*** SUPPLIED RECORDS

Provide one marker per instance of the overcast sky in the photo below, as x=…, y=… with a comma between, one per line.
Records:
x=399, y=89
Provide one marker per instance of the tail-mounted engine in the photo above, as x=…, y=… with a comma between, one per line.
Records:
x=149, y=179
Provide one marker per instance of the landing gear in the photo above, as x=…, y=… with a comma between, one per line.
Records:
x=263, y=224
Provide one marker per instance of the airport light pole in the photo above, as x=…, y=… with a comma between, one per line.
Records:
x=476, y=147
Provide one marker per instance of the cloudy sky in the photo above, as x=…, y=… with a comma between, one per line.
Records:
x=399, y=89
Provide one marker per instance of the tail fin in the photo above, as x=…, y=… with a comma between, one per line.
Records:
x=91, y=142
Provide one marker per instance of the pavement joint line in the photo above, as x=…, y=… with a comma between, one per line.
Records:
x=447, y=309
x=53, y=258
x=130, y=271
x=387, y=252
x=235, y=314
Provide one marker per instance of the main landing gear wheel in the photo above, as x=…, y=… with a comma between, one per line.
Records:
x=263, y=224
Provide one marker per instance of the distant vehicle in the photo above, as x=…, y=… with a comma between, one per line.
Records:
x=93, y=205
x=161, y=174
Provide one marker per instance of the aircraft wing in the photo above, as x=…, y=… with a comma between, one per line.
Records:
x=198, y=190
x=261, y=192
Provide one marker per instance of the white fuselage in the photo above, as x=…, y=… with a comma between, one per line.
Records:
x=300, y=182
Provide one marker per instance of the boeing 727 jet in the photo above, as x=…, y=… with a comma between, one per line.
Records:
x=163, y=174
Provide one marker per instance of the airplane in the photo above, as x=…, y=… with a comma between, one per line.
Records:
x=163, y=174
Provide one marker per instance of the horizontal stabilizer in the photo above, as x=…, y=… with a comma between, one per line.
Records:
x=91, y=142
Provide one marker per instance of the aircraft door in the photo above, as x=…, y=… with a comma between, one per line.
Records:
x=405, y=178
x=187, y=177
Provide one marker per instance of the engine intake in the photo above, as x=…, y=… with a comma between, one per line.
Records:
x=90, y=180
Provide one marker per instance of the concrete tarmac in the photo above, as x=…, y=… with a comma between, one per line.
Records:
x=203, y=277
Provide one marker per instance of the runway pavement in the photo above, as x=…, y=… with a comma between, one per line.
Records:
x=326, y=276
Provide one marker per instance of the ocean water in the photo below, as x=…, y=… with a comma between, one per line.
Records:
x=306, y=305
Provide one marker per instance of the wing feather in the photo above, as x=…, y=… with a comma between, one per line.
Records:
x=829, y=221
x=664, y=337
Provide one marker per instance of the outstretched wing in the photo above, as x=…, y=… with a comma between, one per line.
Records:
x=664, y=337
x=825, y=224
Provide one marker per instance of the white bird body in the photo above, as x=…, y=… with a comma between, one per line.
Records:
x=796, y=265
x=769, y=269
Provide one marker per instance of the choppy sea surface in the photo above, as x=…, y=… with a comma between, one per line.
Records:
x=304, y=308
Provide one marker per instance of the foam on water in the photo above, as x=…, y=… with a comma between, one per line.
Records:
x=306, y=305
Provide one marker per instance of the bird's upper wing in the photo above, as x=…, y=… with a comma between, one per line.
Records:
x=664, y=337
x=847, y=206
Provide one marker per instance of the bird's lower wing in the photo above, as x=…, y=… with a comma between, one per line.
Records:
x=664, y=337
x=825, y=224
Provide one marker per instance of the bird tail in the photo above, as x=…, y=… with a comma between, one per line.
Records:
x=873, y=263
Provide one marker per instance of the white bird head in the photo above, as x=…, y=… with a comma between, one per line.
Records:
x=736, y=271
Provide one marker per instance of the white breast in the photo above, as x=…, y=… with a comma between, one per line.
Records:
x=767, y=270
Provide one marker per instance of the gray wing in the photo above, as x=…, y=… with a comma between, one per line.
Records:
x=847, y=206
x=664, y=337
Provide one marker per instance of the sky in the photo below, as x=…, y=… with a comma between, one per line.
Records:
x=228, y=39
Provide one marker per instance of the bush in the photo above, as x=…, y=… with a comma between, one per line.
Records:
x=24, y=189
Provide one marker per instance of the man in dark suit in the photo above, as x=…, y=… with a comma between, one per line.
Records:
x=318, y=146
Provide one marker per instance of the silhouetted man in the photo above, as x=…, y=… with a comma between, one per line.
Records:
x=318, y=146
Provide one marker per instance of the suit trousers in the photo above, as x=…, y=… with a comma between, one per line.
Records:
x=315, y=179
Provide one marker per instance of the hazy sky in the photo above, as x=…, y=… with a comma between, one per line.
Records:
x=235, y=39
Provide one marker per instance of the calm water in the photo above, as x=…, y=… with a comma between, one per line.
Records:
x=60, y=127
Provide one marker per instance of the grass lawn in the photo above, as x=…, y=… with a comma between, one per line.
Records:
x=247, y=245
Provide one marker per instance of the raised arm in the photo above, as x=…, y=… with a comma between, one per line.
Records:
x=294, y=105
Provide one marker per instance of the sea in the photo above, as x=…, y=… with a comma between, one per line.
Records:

******

### PROBLEM TO SOLVE
All of the entries above need to be printed again exactly.

### FINISHED EXERCISE
Provide one marker per instance of the overcast sky in the photo below, as x=…, y=… with a comma between, one per line.
Records:
x=399, y=89
Provide one marker per instance of the tail-mounted engine in the photo above, as x=…, y=… with a comma between, one per line.
Records:
x=149, y=179
Provide one marker per instance of the landing gear in the photo above, as x=…, y=… with a comma between, one per line.
Records:
x=263, y=224
Provide one marker per instance of the airport light pole in the photo above, as x=…, y=… with a comma between, one per line.
Records:
x=476, y=147
Provide one marker per instance of the cloudy sky in the photo above, as x=…, y=… with a comma between, one per line.
Records:
x=399, y=89
Provide one marker per instance of the tail fin in the photo above, as x=…, y=… with a comma between, one per line.
Records:
x=91, y=142
Provide one marker per instance of the pavement joint line in the photo above, as x=…, y=… with a comma between, one per line.
Records:
x=447, y=309
x=53, y=258
x=130, y=271
x=387, y=252
x=235, y=314
Provide one marker per instance of the main landing gear wheel in the photo above, as x=…, y=… with a comma between, one per line.
Records:
x=263, y=224
Provide one marker per instance of the distant vehicle in the photo above, as x=…, y=… with a comma between, one per line.
Records:
x=93, y=205
x=161, y=174
Provide one marker per instance of the aircraft wing in the photo above, as x=…, y=… with a comma between, one per line.
Records:
x=198, y=190
x=261, y=192
Provide one marker per instance of the white fuselage in the photo above, as x=…, y=… with a comma between, one per line.
Records:
x=300, y=182
Provide one marker per instance of the boeing 727 jet in the photo above, as x=…, y=… with a comma between, one per line.
Records:
x=163, y=174
Provide one marker per instance of the airplane in the photo above, as x=…, y=… with a comma between, one per line.
Records:
x=163, y=174
Provide one marker per instance of the horizontal stabilizer in the photo above, as x=…, y=… with a comma between, one per line.
Records:
x=91, y=142
Provide one marker per instance of the aircraft door in the photo above, as x=…, y=… with a comma between, one per line.
Records:
x=405, y=178
x=187, y=177
Provide one marker per instance of the engine intake in the photo above, as x=…, y=… with a comma between, one per line.
Records:
x=90, y=180
Provide one marker per instance of the concrete tarmac in the photo above, as x=…, y=… with a comma between, one per line.
Records:
x=203, y=277
Provide one marker per instance of the runway pavement in the photo above, as x=…, y=… with a comma between, one per line.
Records:
x=326, y=276
Provide one marker per instance of the ocean water in the photo below, as x=…, y=… with a comma between, one per line.
Records:
x=306, y=305
Provide one marker per instance of the wing feather in the photo above, as x=…, y=… with a comma between, one per line.
Records:
x=829, y=221
x=664, y=337
Provide one marker per instance of the outstretched wing in the photo above, as x=…, y=… with a comma between, one per line.
Records:
x=664, y=337
x=825, y=224
Provide one marker per instance of the white bird body in the photo above, as x=…, y=… with a comma between, one per line.
Records:
x=796, y=265
x=769, y=269
Provide one marker per instance of the choppy sea surface in the photo above, as x=…, y=… with a comma between, one per line.
Records:
x=304, y=308
Provide one marker per instance of the foam on water in the photo above, as x=…, y=… with a comma between, one per line.
Records:
x=306, y=305
Provide one marker per instance of the bird's upper wing in the photo above, as x=…, y=… with a comma between, one per line.
Records:
x=664, y=337
x=847, y=206
Provide one marker per instance of the bird's lower wing in the photo above, as x=…, y=… with a comma between, one per line.
Records:
x=664, y=337
x=825, y=224
Provide one marker per instance of the bird tail in the photo above, as x=…, y=… with a comma between, one per line.
Records:
x=873, y=263
Provide one marker per instance of the white bird head in the photo above, as x=…, y=… with a comma between, one per line.
Records:
x=736, y=271
Provide one marker per instance of the white breast in the photo above, as x=…, y=… with a comma between, one per line.
Records:
x=767, y=270
Provide one marker per instance of the gray wing in the photo above, as x=…, y=… with a comma between, one per line.
Records:
x=847, y=206
x=664, y=337
Provide one marker per instance of the sky in the photo below, as x=…, y=… with a comma between, one per line.
Records:
x=228, y=39
Provide one marker per instance of the bush in the photo above, as x=…, y=… with a comma between, one per line.
Records:
x=24, y=189
Provide one marker per instance of the man in dark suit in the photo above, as x=…, y=… with a comma between, one per line.
Records:
x=318, y=146
Provide one marker per instance of the silhouetted man in the photo above, as x=…, y=… with a comma between, one per line.
Records:
x=318, y=146
Provide one marker per instance of the suit trousers in the photo above, as x=…, y=… with a comma between, one per line.
Records:
x=315, y=179
Provide one marker per instance of the hazy sky in the photo above, as x=…, y=… with a comma between, one per line.
Records:
x=235, y=39
Provide one marker per instance of the calm water in the photo above, as x=…, y=… with a comma between, one per line.
Records:
x=60, y=127
Provide one marker per instance of the grass lawn in the photo above, as x=…, y=… with a comma between, one per line.
Records:
x=247, y=245
Provide one marker per instance of the raised arm in the photo above, as x=…, y=… with a comma between, one per line.
Records:
x=294, y=105
Provide one marker per instance of the sea in the photo above, as x=…, y=… with a comma between, one per line.
Records:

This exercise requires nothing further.